_STATED PROBLEM_
Exact copies are required of the lines from the line containing "Check that each instance of the oven door handle" through the final line of the listing, both included, and of no other lines.

[START EXCERPTED RECORDS]

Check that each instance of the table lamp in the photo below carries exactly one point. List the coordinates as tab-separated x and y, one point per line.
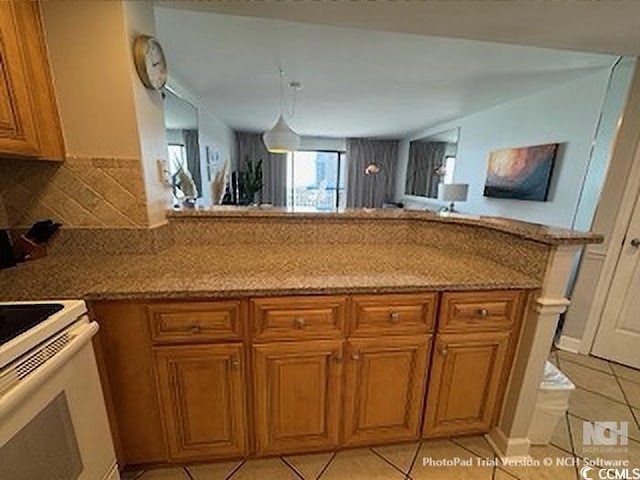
452	192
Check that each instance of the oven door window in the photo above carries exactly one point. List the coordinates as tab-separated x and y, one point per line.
45	448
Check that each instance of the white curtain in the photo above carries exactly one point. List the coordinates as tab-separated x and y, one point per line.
425	158
274	166
370	191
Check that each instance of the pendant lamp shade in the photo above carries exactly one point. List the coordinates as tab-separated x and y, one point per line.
281	139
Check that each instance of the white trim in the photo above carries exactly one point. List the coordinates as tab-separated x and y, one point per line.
552	306
569	344
508	449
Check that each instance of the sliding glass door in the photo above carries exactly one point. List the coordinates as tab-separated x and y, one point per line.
316	181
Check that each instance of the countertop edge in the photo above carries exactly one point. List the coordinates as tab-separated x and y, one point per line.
529	231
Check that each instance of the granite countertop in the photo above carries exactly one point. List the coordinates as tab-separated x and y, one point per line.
226	271
531	231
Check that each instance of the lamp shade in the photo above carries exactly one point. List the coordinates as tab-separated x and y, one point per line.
453	192
281	139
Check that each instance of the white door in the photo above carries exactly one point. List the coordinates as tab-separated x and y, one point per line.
618	335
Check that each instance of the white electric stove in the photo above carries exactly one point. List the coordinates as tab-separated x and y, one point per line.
53	422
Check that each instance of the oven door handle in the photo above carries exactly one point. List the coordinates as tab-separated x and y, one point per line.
14	397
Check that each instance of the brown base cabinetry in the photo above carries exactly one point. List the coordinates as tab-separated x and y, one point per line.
384	389
202	397
298	386
279	375
465	378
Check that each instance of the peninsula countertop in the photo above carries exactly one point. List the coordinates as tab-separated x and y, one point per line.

[END EXCERPTED RECORDS]

_EXPECTED ANSWER_
Check that each instance of the oven door handle in the photo above carries exactly one point. List the coordinates as tab-separated x and y, one point per line.
14	397
Check that each instance of the brown base cabinetry in the photo above carries exactly one point. List the coordinates as tab-separated x and y, one point per line.
384	389
202	397
298	386
279	375
465	378
Check that each instance of the peninsula countertop in the photo above carries exactly one point. List the coordinates as tab-separated x and y, one point per line.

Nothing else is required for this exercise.